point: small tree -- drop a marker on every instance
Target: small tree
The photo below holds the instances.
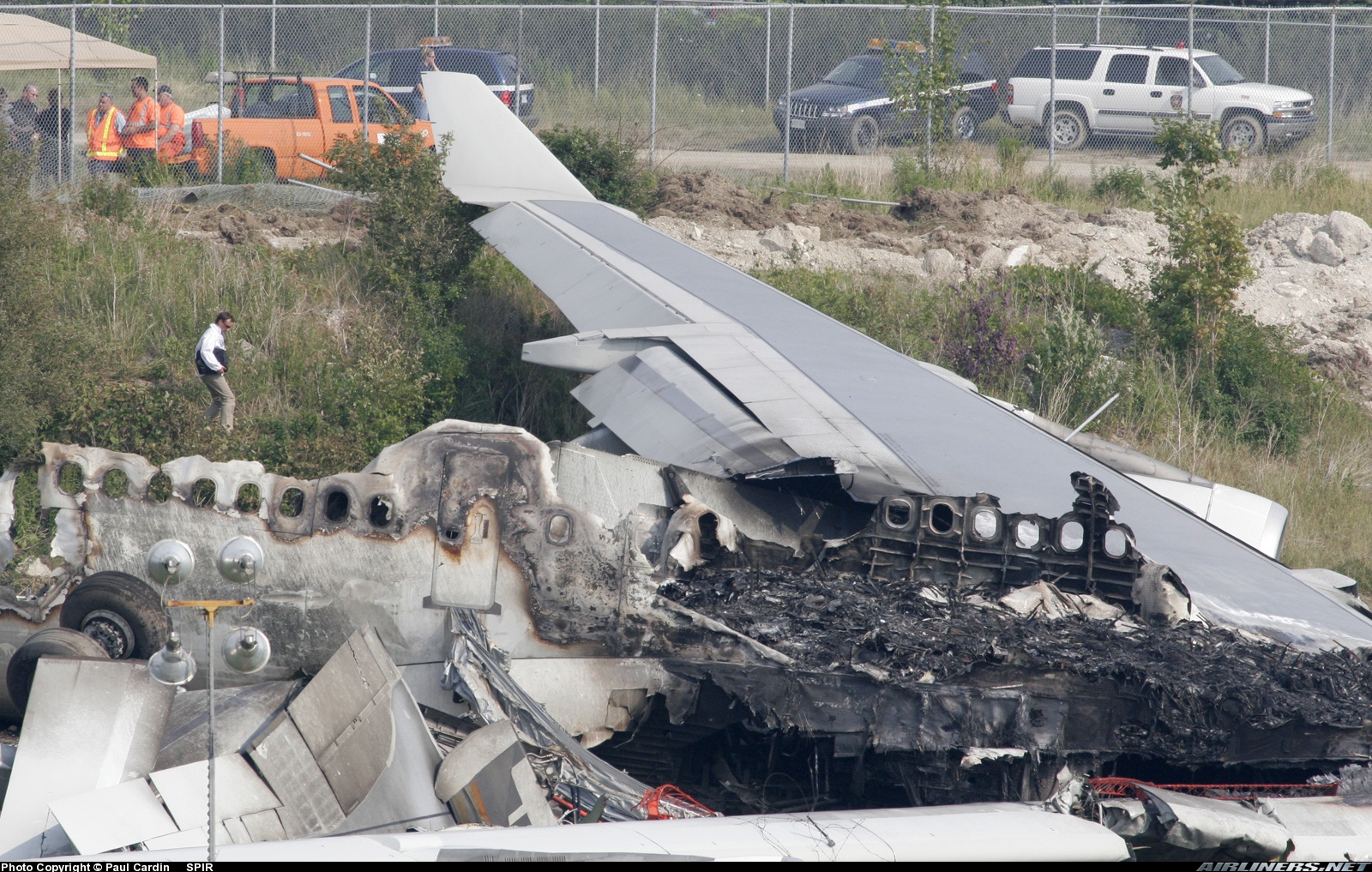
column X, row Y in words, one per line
column 1207, row 261
column 928, row 82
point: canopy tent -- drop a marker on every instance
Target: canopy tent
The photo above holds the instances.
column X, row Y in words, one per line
column 29, row 43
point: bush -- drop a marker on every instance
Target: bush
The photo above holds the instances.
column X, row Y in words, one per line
column 1122, row 184
column 607, row 165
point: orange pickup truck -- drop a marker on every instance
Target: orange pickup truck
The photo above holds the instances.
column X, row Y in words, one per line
column 286, row 117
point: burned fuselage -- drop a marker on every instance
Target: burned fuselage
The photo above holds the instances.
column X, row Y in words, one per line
column 696, row 615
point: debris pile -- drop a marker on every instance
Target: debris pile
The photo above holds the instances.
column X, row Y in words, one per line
column 1205, row 687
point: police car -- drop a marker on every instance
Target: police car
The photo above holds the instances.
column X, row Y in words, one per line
column 851, row 107
column 398, row 73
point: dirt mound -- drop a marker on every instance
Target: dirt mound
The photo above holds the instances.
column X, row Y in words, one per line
column 280, row 228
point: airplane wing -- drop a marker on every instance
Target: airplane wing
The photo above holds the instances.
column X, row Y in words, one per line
column 701, row 365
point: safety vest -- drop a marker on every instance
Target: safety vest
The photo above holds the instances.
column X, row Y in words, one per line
column 141, row 112
column 102, row 140
column 171, row 116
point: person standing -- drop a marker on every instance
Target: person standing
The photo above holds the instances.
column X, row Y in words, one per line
column 24, row 118
column 55, row 147
column 212, row 364
column 105, row 125
column 171, row 125
column 141, row 129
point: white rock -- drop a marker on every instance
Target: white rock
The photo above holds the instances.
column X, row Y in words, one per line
column 1324, row 251
column 1303, row 242
column 1349, row 232
column 942, row 262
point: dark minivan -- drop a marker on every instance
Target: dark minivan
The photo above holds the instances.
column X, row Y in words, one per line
column 398, row 71
column 852, row 109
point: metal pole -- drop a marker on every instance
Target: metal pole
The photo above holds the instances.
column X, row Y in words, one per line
column 212, row 824
column 652, row 96
column 791, row 57
column 72, row 105
column 1328, row 137
column 1191, row 51
column 767, row 62
column 1053, row 82
column 930, row 105
column 219, row 136
column 367, row 77
column 1267, row 50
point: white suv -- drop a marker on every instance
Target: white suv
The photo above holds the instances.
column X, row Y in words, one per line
column 1122, row 89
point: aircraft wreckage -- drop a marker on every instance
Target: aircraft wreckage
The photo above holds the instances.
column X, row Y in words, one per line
column 788, row 572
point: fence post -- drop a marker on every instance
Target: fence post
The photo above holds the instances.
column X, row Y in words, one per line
column 652, row 96
column 1191, row 51
column 930, row 112
column 767, row 62
column 791, row 59
column 219, row 137
column 72, row 105
column 367, row 81
column 1267, row 50
column 1053, row 82
column 1328, row 136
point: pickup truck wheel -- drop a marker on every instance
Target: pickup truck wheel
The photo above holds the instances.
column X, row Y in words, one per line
column 964, row 123
column 1243, row 133
column 52, row 642
column 1069, row 129
column 120, row 611
column 864, row 135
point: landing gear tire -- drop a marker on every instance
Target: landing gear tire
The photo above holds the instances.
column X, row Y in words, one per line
column 864, row 135
column 1069, row 129
column 964, row 123
column 1243, row 133
column 52, row 642
column 121, row 613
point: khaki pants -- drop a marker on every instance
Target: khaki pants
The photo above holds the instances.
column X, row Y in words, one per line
column 224, row 400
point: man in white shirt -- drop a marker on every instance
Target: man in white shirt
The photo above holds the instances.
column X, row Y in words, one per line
column 212, row 364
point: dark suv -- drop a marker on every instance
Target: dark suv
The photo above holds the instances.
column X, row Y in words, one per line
column 852, row 109
column 398, row 71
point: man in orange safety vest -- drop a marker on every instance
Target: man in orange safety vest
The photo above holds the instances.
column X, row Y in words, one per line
column 105, row 126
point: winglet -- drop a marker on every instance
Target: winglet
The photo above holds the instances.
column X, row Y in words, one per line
column 493, row 158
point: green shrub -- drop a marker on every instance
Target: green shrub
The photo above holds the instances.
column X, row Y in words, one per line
column 1122, row 184
column 605, row 164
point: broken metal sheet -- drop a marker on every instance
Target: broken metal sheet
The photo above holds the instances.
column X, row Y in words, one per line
column 309, row 805
column 111, row 817
column 489, row 780
column 1200, row 824
column 343, row 714
column 402, row 798
column 89, row 725
column 238, row 791
column 1324, row 827
column 240, row 714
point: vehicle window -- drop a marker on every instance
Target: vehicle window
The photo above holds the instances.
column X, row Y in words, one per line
column 1220, row 71
column 1172, row 73
column 340, row 105
column 466, row 62
column 274, row 99
column 1128, row 69
column 1074, row 64
column 381, row 111
column 857, row 73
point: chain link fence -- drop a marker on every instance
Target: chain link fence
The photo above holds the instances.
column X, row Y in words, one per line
column 713, row 77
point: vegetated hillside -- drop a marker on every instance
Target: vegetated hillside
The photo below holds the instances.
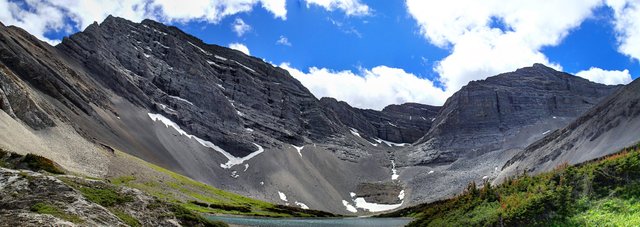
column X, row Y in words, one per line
column 605, row 191
column 137, row 193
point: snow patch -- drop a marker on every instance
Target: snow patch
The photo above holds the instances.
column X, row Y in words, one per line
column 160, row 44
column 216, row 65
column 302, row 205
column 181, row 99
column 349, row 207
column 391, row 144
column 232, row 160
column 299, row 149
column 283, row 197
column 220, row 58
column 244, row 66
column 355, row 132
column 394, row 172
column 199, row 48
column 375, row 207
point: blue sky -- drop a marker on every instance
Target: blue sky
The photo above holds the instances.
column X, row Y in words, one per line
column 375, row 53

* **Exercise**
Check each line of the data above for the string "pickup" and report only how many lines have it.

* **Written solution**
4